In the records below, find each line with the word "instance" and copy it.

[Data supplied Boundary: Start]

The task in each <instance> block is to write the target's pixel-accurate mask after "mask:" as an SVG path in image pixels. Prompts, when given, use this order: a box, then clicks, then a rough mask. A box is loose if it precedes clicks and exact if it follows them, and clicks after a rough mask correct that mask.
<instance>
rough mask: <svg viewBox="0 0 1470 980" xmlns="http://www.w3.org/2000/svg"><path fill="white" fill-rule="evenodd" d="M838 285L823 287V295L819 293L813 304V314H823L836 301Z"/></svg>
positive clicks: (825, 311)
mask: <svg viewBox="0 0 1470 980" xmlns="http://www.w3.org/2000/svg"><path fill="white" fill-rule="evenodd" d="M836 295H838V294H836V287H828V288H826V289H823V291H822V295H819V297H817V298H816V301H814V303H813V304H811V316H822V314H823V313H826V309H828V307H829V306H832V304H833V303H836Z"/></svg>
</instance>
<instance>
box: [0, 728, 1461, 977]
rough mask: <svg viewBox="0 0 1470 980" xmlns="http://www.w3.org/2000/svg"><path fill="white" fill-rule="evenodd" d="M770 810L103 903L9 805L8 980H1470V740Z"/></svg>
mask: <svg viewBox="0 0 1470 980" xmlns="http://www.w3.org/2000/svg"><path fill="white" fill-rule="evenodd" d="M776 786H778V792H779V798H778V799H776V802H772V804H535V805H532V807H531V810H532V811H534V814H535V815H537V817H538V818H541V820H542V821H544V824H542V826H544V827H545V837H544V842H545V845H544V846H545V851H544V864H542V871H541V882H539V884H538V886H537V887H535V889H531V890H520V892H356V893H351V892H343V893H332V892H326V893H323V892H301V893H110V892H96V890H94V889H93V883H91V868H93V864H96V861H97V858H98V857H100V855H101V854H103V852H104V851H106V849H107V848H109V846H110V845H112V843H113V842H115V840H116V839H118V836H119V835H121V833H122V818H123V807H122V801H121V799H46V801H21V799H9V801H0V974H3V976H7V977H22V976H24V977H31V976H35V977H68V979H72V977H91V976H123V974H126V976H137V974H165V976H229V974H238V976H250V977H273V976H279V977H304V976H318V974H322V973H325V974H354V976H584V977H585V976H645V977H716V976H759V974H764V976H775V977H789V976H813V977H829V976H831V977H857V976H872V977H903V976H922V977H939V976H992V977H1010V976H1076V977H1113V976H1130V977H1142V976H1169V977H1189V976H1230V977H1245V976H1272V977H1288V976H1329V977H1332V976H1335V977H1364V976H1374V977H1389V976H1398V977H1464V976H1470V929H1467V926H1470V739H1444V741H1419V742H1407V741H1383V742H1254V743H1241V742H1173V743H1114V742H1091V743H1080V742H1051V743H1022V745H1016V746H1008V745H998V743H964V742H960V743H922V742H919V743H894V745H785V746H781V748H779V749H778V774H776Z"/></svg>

[Data supplied Boundary: End]

▶ **Output**
The task in each <instance> block is to write the target's pixel-accurate mask after "mask:" as an SVG path in image pixels. Prompts, when given, use this order: a box, then clicks, then a rough mask. A box is loose if it precedes clicks and exact if it follows them, and clicks after a rough mask correct that mask.
<instance>
</instance>
<instance>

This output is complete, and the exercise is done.